WHAT THIS TASK INVOLVES:
Edit the items below so that "photograph" becomes "image" wherever it occurs, leaving every other word and point unchanged. Omit the pictures from your version.

--- start ENTRIES ---

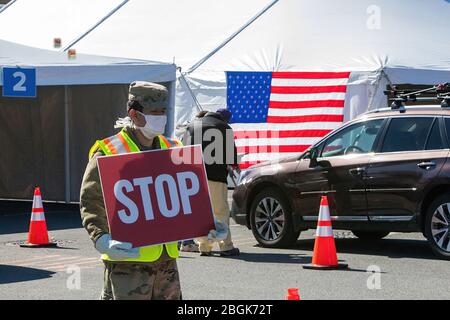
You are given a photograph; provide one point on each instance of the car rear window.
(447, 127)
(407, 134)
(435, 140)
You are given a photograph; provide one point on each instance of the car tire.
(370, 235)
(271, 220)
(439, 241)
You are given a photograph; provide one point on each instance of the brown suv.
(386, 171)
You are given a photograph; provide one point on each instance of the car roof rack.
(441, 92)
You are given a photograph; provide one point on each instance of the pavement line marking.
(31, 259)
(245, 243)
(62, 267)
(244, 240)
(51, 262)
(69, 262)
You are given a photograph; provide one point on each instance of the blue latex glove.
(116, 250)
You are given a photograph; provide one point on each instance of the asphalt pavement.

--- end ENTRIES ---

WORKED SOLUTION:
You are given a image; provide one point on each instance of the car rear window.
(447, 127)
(407, 134)
(435, 140)
You are given a image; provide one point on each instance of the car tire.
(370, 235)
(271, 220)
(439, 241)
You are given a image; provide one point on each instance of the brown suv.
(386, 171)
You are given a image; provide one point on each instance of the car roof rack.
(441, 92)
You are given a image; provide one point on each instance of the pavement line marking.
(31, 259)
(245, 243)
(62, 267)
(244, 240)
(51, 262)
(69, 262)
You are given a image; provide one point on each instance of the blue latex glove.
(116, 250)
You are given a image; provide one point on each instance of the asphalt pavement.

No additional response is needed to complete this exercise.